[llvm] Fix loop cache cost to avoid cost of zero for refgroups. (PR #88915)

Tue Apr 16 19:26:08 PDT 2024

================
@@ -299,8 +299,15 @@ CacheCostTy IndexedReference::computeRefCost(const Loop &L,
     Stride = SE.getNoopOrAnyExtend(Stride, WiderType);
     TripCount = SE.getNoopOrZeroExtend(TripCount, WiderType);
     const SCEV *Numerator = SE.getMulExpr(Stride, TripCount);
-    RefCost = SE.getUDivExpr(Numerator, CacheLineSize);
-
+    ConstantInt *One =
+        ConstantInt::get(TripCount->getType()->getContext(), APInt(32, 1));
+    bool IsZero =
+        SE.isKnownPredicate(ICmpInst::ICMP_ULT, Numerator, CacheLineSize);
+    // When result is zero, round it to one because at least one cache line must
+    // be used. It does not make sense to output the result that zero cache line
+    // is used
+    RefCost =
+        IsZero ? SE.getSCEV(One) : SE.getUDivExpr(Numerator, CacheLineSize);
----------------
nikic wrote:

I am not familiar with this code, but possibly what you are looking for is actually getUDivCeilSCEV? That is round the division up instead of down.

https://github.com/llvm/llvm-project/pull/88915

Work instructions:
**1)** In the loop cache cost review, which function does nikic suggest might be what the author is actually looking for?
**2)** Translate this sentence from the loop cache cost review into Spanish: "When result is zero, round it to one because at least one cache line must be used."
The lines that come after this review are not part of any task.

Information shown:
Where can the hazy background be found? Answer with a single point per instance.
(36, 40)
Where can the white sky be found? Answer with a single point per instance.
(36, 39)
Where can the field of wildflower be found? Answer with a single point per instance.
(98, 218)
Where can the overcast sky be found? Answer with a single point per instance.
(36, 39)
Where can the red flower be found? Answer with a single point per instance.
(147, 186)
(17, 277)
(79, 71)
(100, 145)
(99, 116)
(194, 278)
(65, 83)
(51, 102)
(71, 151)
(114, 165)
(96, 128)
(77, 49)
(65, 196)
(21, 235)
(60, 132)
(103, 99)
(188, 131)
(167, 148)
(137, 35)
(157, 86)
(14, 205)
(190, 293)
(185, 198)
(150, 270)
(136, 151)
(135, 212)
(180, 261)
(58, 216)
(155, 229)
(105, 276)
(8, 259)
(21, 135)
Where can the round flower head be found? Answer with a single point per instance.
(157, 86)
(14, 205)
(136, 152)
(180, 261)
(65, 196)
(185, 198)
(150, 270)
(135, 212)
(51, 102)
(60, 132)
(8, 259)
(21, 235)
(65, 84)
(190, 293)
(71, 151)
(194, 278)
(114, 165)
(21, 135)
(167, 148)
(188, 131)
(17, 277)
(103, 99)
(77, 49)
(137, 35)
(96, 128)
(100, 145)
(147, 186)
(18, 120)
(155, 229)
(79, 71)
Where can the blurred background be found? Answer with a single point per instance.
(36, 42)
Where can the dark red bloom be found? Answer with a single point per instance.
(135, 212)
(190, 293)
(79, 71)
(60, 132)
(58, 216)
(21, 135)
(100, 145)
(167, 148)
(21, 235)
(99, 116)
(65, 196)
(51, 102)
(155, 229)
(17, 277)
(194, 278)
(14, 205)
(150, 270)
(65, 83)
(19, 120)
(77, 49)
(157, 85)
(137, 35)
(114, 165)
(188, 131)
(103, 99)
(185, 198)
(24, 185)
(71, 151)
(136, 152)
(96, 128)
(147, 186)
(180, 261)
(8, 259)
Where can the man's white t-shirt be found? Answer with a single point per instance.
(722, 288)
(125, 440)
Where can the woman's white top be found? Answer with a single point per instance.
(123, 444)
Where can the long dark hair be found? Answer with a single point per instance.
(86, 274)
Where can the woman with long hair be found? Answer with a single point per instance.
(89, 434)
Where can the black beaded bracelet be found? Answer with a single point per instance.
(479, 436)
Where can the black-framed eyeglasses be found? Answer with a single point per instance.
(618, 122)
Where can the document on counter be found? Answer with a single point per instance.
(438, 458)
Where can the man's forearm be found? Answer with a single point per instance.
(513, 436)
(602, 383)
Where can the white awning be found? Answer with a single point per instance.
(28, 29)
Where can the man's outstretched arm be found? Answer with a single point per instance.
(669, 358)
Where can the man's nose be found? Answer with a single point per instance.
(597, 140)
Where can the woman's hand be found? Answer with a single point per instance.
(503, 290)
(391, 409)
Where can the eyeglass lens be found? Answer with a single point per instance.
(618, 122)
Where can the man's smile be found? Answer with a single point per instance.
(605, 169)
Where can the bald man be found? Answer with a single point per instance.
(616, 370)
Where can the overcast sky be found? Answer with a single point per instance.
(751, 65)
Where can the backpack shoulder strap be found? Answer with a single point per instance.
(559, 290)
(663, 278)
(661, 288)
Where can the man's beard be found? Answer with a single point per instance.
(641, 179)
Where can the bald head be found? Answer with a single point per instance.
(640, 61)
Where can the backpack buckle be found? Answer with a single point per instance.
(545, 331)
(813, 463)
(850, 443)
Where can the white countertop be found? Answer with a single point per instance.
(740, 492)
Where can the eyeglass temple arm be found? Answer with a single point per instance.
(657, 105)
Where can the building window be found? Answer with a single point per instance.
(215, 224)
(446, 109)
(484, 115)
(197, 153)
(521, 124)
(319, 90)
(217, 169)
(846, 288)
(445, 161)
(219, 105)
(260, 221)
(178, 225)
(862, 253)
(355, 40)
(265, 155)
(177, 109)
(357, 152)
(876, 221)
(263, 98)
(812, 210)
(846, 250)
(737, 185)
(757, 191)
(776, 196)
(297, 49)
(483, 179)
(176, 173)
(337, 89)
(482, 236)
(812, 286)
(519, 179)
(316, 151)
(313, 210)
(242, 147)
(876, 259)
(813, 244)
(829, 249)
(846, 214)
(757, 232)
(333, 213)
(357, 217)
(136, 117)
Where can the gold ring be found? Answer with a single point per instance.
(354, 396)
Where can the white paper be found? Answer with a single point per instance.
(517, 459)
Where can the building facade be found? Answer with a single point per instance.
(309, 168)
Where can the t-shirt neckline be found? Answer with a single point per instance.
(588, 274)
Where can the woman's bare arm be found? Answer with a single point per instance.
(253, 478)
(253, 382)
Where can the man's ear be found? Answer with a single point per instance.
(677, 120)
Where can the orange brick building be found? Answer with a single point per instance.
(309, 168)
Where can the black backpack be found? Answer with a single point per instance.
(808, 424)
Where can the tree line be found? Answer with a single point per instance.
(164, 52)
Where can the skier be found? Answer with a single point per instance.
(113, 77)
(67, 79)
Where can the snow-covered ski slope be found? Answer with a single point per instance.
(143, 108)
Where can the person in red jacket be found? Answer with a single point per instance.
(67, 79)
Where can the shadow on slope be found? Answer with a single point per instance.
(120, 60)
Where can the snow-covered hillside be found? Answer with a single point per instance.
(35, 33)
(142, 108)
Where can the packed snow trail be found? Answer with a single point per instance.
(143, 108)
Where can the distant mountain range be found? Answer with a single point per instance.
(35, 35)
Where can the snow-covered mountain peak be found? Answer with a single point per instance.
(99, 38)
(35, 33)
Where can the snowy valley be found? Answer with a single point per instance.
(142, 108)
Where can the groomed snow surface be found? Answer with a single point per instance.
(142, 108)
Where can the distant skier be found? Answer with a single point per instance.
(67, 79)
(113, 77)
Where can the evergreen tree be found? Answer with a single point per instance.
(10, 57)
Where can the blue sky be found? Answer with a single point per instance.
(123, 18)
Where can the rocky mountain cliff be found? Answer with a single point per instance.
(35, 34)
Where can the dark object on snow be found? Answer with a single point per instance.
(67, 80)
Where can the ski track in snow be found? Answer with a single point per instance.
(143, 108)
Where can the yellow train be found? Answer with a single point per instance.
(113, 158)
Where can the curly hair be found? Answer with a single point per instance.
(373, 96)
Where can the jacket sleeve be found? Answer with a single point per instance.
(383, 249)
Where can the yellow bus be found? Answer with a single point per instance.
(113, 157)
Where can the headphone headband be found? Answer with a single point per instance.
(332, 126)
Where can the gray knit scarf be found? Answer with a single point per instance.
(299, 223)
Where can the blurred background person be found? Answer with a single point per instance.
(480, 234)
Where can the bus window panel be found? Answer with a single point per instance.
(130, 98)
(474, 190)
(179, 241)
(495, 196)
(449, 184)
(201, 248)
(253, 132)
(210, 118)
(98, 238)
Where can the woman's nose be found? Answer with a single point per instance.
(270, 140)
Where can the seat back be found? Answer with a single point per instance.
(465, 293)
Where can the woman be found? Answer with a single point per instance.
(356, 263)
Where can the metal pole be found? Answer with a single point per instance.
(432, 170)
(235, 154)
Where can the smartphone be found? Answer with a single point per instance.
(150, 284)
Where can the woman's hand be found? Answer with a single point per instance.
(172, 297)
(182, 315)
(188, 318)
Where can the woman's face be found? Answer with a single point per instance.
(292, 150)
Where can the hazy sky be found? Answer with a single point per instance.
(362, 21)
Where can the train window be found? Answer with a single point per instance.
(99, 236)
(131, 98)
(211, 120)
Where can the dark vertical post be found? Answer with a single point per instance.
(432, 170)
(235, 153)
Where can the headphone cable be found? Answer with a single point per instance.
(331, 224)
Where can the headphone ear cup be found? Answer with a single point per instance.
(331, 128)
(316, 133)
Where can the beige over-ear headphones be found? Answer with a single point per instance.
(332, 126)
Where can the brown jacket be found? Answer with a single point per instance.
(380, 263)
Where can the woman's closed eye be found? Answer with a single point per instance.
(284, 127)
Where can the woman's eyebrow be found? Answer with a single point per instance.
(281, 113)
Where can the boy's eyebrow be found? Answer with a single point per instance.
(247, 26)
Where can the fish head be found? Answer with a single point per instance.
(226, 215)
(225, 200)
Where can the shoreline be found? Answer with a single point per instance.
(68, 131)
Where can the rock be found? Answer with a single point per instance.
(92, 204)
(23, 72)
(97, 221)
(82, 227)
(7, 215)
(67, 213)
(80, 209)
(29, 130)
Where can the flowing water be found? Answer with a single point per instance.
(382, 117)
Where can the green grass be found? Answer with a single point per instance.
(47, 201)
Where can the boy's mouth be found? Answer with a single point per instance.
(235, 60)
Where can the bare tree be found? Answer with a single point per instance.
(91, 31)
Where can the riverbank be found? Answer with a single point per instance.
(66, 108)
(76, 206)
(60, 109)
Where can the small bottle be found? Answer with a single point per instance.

Worked solutions:
**1)** getUDivCeilSCEV

**2)** Cuando el resultado es cero, redondéalo a uno porque se debe usar al menos una línea de caché.